Assignment:
Rewrite the voter ID text between "Which leads directly" and "towards that end.", inclusive, and swap "Republicans" for "lawmakers".

My point is that there’s plenty of room for common ground here if the issue is approached in good faith. I’m sure there are many Republicans who would like to use ID to reduce turnout, but I bet that if Democrats offered to support an ID requirement that was phased in and made it free for all, there wouldn’t be a problem.
But then again, Rhode Island isn’t known for machine politics. Even if voter fraud isn’t the huge issue it once was, the idea of having clean elections is anathema to the descendants of Tammany Hall and Daley types.
Ah! So, faced with the rampant corruption of Democrat machine politics and the resulting crisis of voter fraud, the Republicans had no choice? Is that what you would like to imply but haven’t the nerve to actually say?
It’s a common sense measure to insure the integrity of elections, akin to making sure voting machines can’t be tampered with. Democrats are terrified of voting machine tampering even though like in person voter fraud, it’s a non-existent problem. But it’s still something that should be safeguarded.
Jimmy Carter and Jim Baker got together a commission not too long ago which recommended common sense, bipartisan voting reform. It included a voter ID requirement. The reforms should be adopted.
Arguing with you is increasingly akin to a game of Dodgeball. You imply things you are not willing to support, asked a direct question, you answer a different question more to your liking.
For instance, you offer us Rhode Island’s sensible and reasonable program to introduce voter ID to its population, as if it proves something. And it does, it proves that it could have been done sensibly and reasonably. It still would remain a cure in a futile search for a disease, but it could have been done.
Which leads directly to the question of why it wasn’t done that way elsewhere. And the sensible answer is that it wasn’t done because the Republicans of those other states did not want a sensible solution, they wanted a solution that offers them an undeserved electoral advantage. And that’s what they did, as well as loading onto that legislation repulsive and brazen restrictions towards that end.
All of which you steadfastly ignore. You blithely pretend the elephant is not in the living room and when he fills the room with a peanut-scented blast of rectal methane, you blame the dog.

Excerpted data:
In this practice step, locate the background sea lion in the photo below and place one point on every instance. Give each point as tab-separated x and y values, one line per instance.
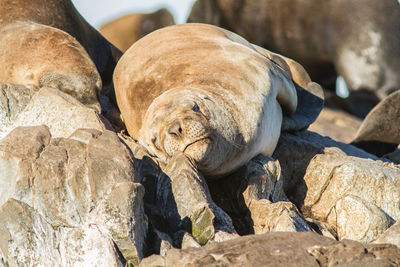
379	133
61	14
206	92
48	57
356	39
124	31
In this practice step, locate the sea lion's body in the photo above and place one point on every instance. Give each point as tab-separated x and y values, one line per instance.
204	91
61	14
356	39
48	43
124	31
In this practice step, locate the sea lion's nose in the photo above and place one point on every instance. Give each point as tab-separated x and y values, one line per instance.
176	130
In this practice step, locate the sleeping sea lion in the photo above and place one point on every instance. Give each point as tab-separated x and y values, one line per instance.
207	92
124	31
48	57
356	39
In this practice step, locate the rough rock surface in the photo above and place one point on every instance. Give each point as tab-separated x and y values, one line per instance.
336	124
281	249
391	236
69	201
29	106
341	185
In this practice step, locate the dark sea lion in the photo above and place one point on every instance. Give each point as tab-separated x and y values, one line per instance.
124	31
61	14
379	133
207	92
357	39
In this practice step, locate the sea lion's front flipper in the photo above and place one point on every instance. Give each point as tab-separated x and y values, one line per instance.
379	133
310	96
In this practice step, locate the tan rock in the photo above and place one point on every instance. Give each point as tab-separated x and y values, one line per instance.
254	199
357	219
391	236
84	195
336	124
193	202
281	249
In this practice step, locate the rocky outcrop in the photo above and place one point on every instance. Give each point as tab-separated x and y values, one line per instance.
69	201
281	249
338	184
30	106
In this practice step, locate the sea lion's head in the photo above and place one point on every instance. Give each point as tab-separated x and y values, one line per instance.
191	121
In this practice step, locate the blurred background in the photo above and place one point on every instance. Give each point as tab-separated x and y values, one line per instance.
100	12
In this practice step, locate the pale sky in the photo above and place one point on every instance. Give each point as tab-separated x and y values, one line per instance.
98	12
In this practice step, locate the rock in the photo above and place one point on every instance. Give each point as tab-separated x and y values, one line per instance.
391	236
329	179
254	199
281	249
60	112
124	31
56	60
336	124
78	202
382	122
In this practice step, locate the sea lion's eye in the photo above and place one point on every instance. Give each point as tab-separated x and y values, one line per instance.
196	108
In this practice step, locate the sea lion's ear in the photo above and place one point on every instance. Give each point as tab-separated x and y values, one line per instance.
310	101
310	96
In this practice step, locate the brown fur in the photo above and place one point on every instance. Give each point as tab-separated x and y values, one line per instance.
126	30
53	56
358	39
204	91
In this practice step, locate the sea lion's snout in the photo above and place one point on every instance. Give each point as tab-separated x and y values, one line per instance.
184	133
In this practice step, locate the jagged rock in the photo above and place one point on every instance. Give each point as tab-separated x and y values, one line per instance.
330	179
391	236
79	203
336	124
281	249
29	106
254	199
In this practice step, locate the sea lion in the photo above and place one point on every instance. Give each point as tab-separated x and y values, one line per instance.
356	39
48	57
61	14
126	30
379	133
206	92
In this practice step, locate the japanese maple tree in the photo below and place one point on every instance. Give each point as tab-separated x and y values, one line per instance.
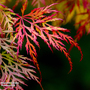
14	30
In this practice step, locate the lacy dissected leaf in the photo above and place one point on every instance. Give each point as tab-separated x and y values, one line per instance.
15	68
83	20
39	26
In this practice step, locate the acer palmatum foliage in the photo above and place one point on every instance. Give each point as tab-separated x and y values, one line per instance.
13	31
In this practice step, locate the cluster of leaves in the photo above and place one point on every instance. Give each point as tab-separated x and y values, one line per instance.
13	31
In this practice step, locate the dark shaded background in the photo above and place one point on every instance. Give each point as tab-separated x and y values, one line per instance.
55	66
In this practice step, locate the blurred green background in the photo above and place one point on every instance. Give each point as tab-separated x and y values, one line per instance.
55	66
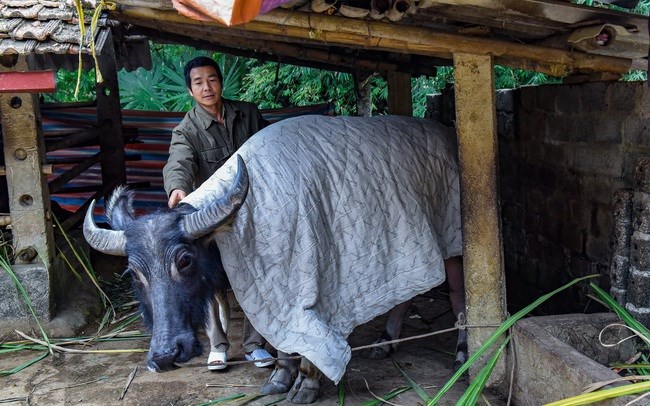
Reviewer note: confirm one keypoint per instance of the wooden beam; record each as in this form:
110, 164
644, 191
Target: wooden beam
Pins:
334, 30
482, 246
399, 94
111, 141
29, 203
284, 52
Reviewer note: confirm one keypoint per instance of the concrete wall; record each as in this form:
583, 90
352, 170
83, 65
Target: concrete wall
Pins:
564, 150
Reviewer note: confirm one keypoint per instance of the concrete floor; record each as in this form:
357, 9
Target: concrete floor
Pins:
100, 378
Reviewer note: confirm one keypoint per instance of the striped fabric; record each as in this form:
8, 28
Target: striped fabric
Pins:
145, 156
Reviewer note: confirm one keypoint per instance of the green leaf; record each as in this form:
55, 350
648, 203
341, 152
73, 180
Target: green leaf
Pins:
417, 388
621, 312
601, 395
388, 396
471, 395
509, 322
224, 399
23, 366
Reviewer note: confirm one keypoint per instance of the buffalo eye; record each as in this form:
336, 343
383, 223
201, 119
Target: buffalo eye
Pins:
183, 260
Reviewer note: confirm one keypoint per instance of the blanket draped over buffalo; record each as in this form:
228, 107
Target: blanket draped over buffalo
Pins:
345, 218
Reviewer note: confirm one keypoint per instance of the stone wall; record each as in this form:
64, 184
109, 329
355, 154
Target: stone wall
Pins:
564, 151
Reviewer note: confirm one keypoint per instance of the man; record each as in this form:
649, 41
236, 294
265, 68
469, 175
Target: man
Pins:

Answer space:
Which leads directly to the question of why it wasn’t done that way elsewhere. And the sensible answer is that it wasn’t done because the lawmakers of those other states did not want a sensible solution, they wanted a solution that offers them an undeserved electoral advantage. And that’s what they did, as well as loading onto that legislation repulsive and brazen restrictions towards that end.